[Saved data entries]
[Start of section]
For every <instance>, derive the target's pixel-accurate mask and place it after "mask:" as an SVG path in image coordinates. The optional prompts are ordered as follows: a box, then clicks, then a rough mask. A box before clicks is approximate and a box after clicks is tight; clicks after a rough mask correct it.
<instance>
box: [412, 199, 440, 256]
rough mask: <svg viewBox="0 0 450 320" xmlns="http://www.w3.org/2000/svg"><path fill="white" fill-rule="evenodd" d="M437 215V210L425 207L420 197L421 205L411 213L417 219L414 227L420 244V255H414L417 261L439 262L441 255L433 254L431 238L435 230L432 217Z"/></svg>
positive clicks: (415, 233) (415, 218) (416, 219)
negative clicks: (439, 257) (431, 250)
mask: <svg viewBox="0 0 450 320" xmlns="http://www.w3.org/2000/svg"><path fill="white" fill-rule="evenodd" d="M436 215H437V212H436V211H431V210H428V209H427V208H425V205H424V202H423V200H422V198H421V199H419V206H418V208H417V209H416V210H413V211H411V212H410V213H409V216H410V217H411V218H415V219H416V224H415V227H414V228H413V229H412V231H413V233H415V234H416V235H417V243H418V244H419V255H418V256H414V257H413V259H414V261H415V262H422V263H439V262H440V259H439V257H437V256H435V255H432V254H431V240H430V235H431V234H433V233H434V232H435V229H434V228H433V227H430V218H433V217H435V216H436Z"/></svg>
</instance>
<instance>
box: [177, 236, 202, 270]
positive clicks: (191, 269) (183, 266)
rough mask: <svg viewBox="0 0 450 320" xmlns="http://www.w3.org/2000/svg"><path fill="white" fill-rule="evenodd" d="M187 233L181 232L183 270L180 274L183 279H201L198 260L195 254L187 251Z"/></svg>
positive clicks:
[End of section]
» **Work order**
I need all of the records above retyped exactly, please.

» **Finished exercise**
For every <instance>, derive the target's pixel-accurate mask and place it after "mask:" as an SVG path in image coordinates. The optional prompts are ordered as follows: a box, then clicks, then a rough mask. A box before clicks is approximate and a box after clicks is tight; clicks after a rough mask correct it.
<instance>
box: [412, 199, 440, 256]
rough mask: <svg viewBox="0 0 450 320" xmlns="http://www.w3.org/2000/svg"><path fill="white" fill-rule="evenodd" d="M437 215V210L425 207L420 197L421 205L411 213L417 219L414 227L420 244V255H414L417 261L439 262L441 255L433 254L431 238L435 230L432 217Z"/></svg>
positive clicks: (415, 233) (415, 218) (416, 219)
negative clicks: (439, 257) (431, 250)
mask: <svg viewBox="0 0 450 320" xmlns="http://www.w3.org/2000/svg"><path fill="white" fill-rule="evenodd" d="M436 215H437V212H436V211H431V210H428V209H427V208H425V205H424V202H423V200H422V198H421V199H419V206H418V208H417V209H416V210H413V211H411V212H410V213H409V216H410V217H411V218H415V219H416V224H415V227H414V228H413V229H412V231H413V233H415V234H416V235H417V243H418V244H419V255H418V256H414V257H413V259H414V261H415V262H422V263H439V262H440V259H439V257H437V256H435V255H432V254H431V240H430V235H431V234H433V233H434V232H435V229H434V228H433V227H430V218H433V217H435V216H436Z"/></svg>
</instance>
<instance>
box: [177, 236, 202, 270]
positive clicks: (191, 269) (183, 266)
rough mask: <svg viewBox="0 0 450 320" xmlns="http://www.w3.org/2000/svg"><path fill="white" fill-rule="evenodd" d="M187 233L181 232L183 270L180 274L183 279H201L198 260L195 254L187 251Z"/></svg>
positive clicks:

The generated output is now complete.